TO BE DONE |
Answer these questions using the passage on Miss Lily's:
1. In what month did Miss Lily's open?
2. Which two other places does Scott Lipps name alongside Miss Lily's?
3. Where was the Community Board 2 committee hearing held?

··· SELECTED EXCERPT

Such coincidences have become commonplace at Miss Lily’s, which has accrued no shortage of buzz in the few months since its March opening, despite a modest façade and an interior—tiled floor, Kingston-style counter, framed reggae records on the wall—that’s more Crown Heights than Crosby Street.

And now, with the completion of that annual circus of cocktails and couture that is September Fashion Week, this tiny jerk joint has become a meeting place for designers, models, and kids on the scene, despite never having hosted an official after party.

“There’s not a hundred restaurants in New York like Miss Lily’s—there’s a handful,” Scott Lipps, who has brought models from his ONE Management to the restaurant a lot as of late, told The Observer. “It’s become one of the destination places of the last few months. It’s Bar Pitti, it’s Kenmare, it’s Miss Lily’s.”

The models, they can’t get enough of the place! Fashionistas talking about the Rodarte collection over oxtail stew—how charming! And it doesn’t hurt that all the servers are gorgeous, leggy West Indian lasses, in case you questioned the authenticity of the place.

So it’s funny that Anna Wintour—the week’s undisputed queen and still uncontested arbiter of all that is stylish—wants the place shut down very, very badly.

 

BEFORE MISS LILY’S OPENED adjacent to Ms. Wintour’s West Village apartment, the connection between the Vogue editor and the island country of Jamaica was limited to her alleged affair with Bob Marley. That changed when she got word that Serge Becker, proprietor of Nolita hotspot La Esquina and its celeb-friendly “secret” downstairs, would be staking claim to the dormant space that borders her building’s private garden.

Ms. Wintour was a bit irked, but if you’d expect the editrix to sic one of her harried assistants over to protest the restaurant, you’d be underestimating how much she cares about this place’s demise. There are just some tasks that can’t be entrusted to an underling.

“I am completely concerned,” Ms. Wintour said at a Community Board 2 committee hearing, held at Shrine Church of St. Anthony of Padua in June 2010 , with her 24-year-old son Charlie by her side. “This is a unique historic neighborhood. I’m also concerned for the safety of the kids here.”

······
··· MATERIAL SUPPLIED

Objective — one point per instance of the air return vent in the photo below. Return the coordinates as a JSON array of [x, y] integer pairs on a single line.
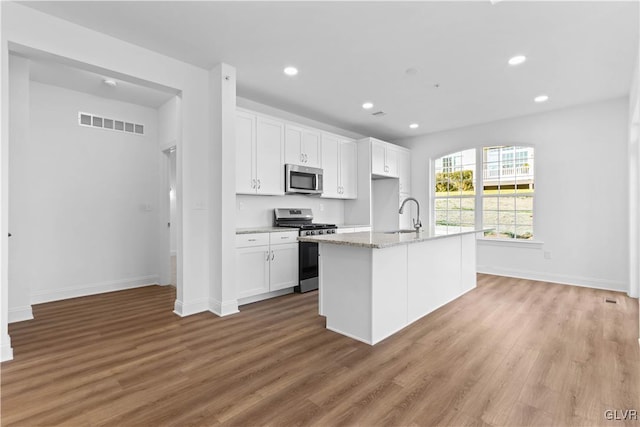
[[91, 120]]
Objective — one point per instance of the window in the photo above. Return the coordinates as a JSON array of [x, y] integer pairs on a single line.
[[455, 192], [504, 202]]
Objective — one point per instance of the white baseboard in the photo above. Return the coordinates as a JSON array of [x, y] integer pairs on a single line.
[[20, 314], [587, 282], [92, 289], [184, 309], [223, 308], [6, 352], [261, 297]]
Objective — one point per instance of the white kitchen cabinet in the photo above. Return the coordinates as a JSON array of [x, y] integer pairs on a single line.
[[283, 268], [252, 270], [384, 161], [404, 170], [340, 168], [266, 262], [302, 146], [259, 155]]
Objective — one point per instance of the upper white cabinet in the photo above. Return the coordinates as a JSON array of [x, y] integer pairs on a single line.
[[302, 146], [404, 170], [340, 167], [259, 154], [384, 159]]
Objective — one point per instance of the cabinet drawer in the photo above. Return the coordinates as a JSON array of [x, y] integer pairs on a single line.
[[253, 239], [284, 237]]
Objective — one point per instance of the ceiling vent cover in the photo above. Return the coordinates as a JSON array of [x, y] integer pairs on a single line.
[[93, 121]]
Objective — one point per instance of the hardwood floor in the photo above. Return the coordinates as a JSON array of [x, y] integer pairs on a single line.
[[511, 352]]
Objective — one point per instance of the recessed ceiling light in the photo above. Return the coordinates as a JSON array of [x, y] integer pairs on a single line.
[[291, 71], [517, 60]]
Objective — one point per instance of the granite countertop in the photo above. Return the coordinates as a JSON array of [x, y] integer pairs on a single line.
[[379, 240], [265, 229]]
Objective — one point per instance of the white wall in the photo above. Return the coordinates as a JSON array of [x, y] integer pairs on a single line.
[[84, 201], [30, 30], [634, 182], [581, 201], [20, 293]]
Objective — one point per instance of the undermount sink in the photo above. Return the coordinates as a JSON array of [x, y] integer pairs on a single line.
[[402, 231]]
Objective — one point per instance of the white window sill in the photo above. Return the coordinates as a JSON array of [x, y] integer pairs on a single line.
[[529, 244]]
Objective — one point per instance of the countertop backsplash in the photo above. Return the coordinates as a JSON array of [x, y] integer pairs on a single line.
[[257, 211]]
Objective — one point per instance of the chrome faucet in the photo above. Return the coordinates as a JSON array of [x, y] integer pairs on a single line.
[[416, 223]]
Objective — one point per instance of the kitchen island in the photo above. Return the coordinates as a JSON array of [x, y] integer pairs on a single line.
[[374, 284]]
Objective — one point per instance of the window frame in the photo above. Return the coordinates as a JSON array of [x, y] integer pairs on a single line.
[[479, 195]]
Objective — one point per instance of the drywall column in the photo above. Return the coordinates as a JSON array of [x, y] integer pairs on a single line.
[[634, 183], [6, 352], [223, 296], [19, 289]]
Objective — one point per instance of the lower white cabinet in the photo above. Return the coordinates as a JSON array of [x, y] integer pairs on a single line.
[[266, 262]]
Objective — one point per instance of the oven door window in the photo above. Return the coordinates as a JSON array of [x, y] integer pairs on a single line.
[[303, 181], [308, 257]]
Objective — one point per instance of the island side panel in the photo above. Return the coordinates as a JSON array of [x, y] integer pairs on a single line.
[[434, 271], [389, 302], [346, 290]]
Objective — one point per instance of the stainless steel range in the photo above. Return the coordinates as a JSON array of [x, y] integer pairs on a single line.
[[302, 219]]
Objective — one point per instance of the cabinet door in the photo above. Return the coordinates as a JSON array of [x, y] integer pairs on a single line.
[[311, 148], [270, 156], [245, 153], [284, 266], [377, 158], [404, 171], [330, 170], [293, 145], [348, 170], [252, 270], [391, 161]]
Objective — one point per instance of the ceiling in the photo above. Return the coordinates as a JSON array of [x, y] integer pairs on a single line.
[[351, 52], [52, 72]]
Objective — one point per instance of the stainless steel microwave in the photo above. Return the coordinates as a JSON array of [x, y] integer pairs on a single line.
[[302, 180]]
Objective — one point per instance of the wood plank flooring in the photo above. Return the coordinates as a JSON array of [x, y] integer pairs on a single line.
[[511, 352]]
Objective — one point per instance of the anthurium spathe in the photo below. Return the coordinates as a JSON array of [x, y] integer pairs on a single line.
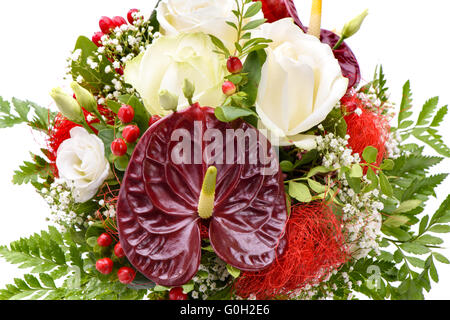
[[163, 200]]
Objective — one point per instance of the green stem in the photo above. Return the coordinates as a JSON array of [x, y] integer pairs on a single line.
[[338, 44]]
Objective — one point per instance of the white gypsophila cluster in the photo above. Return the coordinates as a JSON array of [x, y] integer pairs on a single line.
[[362, 219], [123, 44], [334, 151], [211, 278], [392, 145], [361, 212], [59, 198]]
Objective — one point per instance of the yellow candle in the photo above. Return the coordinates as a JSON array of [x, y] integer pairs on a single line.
[[316, 18]]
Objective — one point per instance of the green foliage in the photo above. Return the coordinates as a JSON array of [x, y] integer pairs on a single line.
[[62, 267], [32, 171], [93, 79], [19, 111], [244, 44], [426, 124]]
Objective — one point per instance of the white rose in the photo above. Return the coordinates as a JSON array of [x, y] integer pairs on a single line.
[[170, 60], [301, 82], [207, 16], [82, 164]]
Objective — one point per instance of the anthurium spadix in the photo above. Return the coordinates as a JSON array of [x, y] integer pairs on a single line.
[[163, 200]]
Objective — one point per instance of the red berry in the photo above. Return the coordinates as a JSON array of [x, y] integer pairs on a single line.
[[234, 65], [228, 88], [153, 119], [118, 251], [97, 38], [104, 240], [106, 25], [104, 265], [126, 275], [177, 294], [119, 21], [119, 147], [126, 113], [131, 133], [130, 15]]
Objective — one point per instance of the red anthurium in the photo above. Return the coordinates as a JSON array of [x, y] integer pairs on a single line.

······

EXERCISE RESULT |
1. March
2. Bar Pitti and Kenmare
3. At Shrine Church of St. Anthony of Padua